> **Required action**
Copy the brain-injury recovery account from "It was a medical" to "night? Forget it.", swapping "bar" for "party".

> **Text block**
----

Some of you might be wondering how I have felt about my tumult last year. I have been on an emotional roller coaster that’s for sure, cried five times a day, obsessed over boys unnaturally, became desperate and unconfident, but the roller coaster has flattened out now. I haven’t cried once in April, and I’m aware a drop might still be coming up but this is how I feel now. No, I didn’t just eat some chocolate cake so I’m not on a happy buzz, I have been consistently feeling like this for the last month. I feel blessed and grateful, everything worked out for me. You might have your own opinions on why it worked out but since my first response at Blackcomb got to me there have been a million little steps that people have climbed to create my luck.

I have always loved being the first to do something. I’m a very relaxed and friendly little girl, but man am I ambitious and competitive. I was the first girl in the world to land a double backflip at X-games in 2013, and I became the first girl to flip off a rail in competition. Then, I became the first person in all of North America, (the U.S. or Canada) to get oxygen analyzing bolt put in my brain the day I got to the ICU in Vancouver.

It was a medical advancement test, and I would say it worked out tremendously well! I still randomly forget things, most people’s names, (I just won’t remind them I forgot their name 😉 “Hey! How are YOU doing?” But I acted exactly like this before my injury. I can remember every state in the U.S. but that girl’s name at the bar last night? Forget it.

It’s honestly a little bit overwhelming to learn how intense my injury was and how many people paid attention to me and still do. Little things like last week the vice president of admissions at Westminster University knew my name and my story and I was admitted on the spot. I already have a legacy that will be shared internationally to save lives. My first response has already asked me to go to global conventions to be the living breathing proof the finances required to save a miracle are by far worth it. Some have a legacy when they die, I have a legacy because I lived.

I need to pinch myself and realize this is just the beginning of my story impacting lives. I never was normal and I will never be normal again so when my neurologist at Vancouver ICU said I would never go back to being normal, well he was right, but I don’t think regular normality was what he was talking about. I am far from perfect, I’m sassy, adventurous, love imaginative games, and oh my god I love boys, but hey that’s ok. I will now be saving lives by motivating people in a medical and business sense.

----

> **Dataset extract**
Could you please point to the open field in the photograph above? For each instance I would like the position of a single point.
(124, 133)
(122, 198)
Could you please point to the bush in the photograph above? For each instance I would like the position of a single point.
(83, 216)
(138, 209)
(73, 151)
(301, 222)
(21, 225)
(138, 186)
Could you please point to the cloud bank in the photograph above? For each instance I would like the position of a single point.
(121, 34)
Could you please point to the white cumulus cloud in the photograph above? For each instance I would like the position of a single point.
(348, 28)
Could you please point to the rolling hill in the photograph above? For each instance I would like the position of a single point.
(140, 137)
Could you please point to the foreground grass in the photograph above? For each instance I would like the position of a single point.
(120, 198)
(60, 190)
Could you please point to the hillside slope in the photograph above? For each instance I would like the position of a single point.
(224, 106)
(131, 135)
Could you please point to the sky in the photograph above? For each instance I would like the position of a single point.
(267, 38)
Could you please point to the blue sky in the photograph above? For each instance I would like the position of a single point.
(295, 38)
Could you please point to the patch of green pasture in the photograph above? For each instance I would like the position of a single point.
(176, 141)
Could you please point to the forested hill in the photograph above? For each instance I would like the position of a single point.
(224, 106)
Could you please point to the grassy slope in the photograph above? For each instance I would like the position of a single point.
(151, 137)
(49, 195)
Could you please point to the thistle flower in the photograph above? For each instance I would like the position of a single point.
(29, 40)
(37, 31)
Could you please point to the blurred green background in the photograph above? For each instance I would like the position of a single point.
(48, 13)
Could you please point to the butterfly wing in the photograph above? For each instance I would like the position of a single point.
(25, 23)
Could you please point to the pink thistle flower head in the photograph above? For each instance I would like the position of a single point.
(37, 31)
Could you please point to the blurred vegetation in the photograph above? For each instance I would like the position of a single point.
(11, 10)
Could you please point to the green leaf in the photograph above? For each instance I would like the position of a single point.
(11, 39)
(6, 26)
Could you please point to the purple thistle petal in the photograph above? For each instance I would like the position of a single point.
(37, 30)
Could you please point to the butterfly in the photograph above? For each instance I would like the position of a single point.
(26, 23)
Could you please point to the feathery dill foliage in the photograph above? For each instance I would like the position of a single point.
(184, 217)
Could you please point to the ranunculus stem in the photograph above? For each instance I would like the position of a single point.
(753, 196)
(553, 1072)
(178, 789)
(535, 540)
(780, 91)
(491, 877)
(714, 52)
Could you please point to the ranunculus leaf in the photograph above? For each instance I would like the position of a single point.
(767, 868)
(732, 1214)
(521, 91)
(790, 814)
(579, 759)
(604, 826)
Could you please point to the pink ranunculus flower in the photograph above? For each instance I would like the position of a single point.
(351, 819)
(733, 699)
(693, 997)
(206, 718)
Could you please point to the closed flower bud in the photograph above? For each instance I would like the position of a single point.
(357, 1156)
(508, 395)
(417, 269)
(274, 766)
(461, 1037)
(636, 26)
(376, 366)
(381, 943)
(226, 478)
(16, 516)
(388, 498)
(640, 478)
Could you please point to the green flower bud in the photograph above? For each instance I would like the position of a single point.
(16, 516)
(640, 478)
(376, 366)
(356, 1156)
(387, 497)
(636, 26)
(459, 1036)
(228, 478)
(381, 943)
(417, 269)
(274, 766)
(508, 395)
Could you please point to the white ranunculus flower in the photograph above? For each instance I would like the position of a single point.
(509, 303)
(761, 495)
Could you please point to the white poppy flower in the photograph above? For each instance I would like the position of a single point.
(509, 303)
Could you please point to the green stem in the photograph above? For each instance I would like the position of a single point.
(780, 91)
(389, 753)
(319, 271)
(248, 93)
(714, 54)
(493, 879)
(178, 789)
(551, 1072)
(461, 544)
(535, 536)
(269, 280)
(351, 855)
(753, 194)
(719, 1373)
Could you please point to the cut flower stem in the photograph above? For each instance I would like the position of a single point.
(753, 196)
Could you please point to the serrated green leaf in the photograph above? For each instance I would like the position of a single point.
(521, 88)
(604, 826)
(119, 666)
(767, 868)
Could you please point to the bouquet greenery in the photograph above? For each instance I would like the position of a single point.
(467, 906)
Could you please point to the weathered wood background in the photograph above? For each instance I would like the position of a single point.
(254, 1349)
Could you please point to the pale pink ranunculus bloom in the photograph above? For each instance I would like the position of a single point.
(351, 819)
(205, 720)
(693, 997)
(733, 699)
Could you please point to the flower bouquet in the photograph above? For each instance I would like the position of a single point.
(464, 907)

----

> **Your response**
It was a medical advancement test, and I would say it worked out tremendously well! I still randomly forget things, most people’s names, (I just won’t remind them I forgot their name 😉 “Hey! How are YOU doing?” But I acted exactly like this before my injury. I can remember every state in the U.S. but that girl’s name at the party last night? Forget it.